• [BRIEF 1]: Convert the listing that follows the article into a Markdown table with the columns Index and Content, where Index is the row number and Content is the line. Omit blank lines.

• [SELECTED EXTRACT]:
============
Many experts contend that only the US could mediate a reduction in the tensions. But, they add, the Clinton administration lacks a coherent South Asia policy. Instead, they say, it poured oil on the fire last month by unfreezing $368 million in US arms that were bought by Pakistan in 1987 but had been held up by Washington because of Islamabad's clandestine nuclear weapons program.

The move enraged Indian public opinion and plunged Indo-US relations into a freeze after several years of unprecedented warmth. As Pakistan crowed, officials of India's ruling Congress Party, facing an uphill reelection fight next year, warned that India would have to buy more weapons.

The main thorn in Indo-Pakistan relations is Kashmir, a Himalayan region bordering China, Afghanistan, and Tajikistan. It has more than just strategic value. The predominantly Muslim region has become for both countries a symbol of national honor, the last and greatest prize in a bloody feud that began when Imperial Britain partitioned the subcontinent colony into Islamic Pakistan and mostly Hindu India at independence in 1947.

"The Kashmir question goes back to the question of Pakistan's identity and India's identity," says retired Maj. Gen. D. Bannerjee of New Delhi's Institute for Defense Studies and Analyses.

Kashmir has remained divided since India and Pakistan went to war over it for the first time in 1947. They fought over Kashmir again in 1965.
============
• [DATASET]:
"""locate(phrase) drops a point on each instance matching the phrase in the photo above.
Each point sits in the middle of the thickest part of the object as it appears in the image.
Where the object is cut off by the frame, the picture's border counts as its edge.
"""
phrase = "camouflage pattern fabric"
============
• [BRIEF 2]: Write out the passage of the Kashmir article above between "The move enraged" and "buy more weapons.", inclusive, copying it word for word.

• [WORKED SOLUTION 1]:
| Index | Content |
|---|---|
| 1 | """locate(phrase) drops a point on each instance matching the phrase in the photo above. |
| 2 | Each point sits in the middle of the thickest part of the object as it appears in the image. |
| 3 | Where the object is cut off by the frame, the picture's border counts as its edge. |
| 4 | """ |
| 5 | phrase = "camouflage pattern fabric" |

• [WORKED SOLUTION 2]:
The move enraged Indian public opinion and plunged Indo-US relations into a freeze after several years of unprecedented warmth. As Pakistan crowed, officials of India's ruling Congress Party, facing an uphill reelection fight next year, warned that India would have to buy more weapons.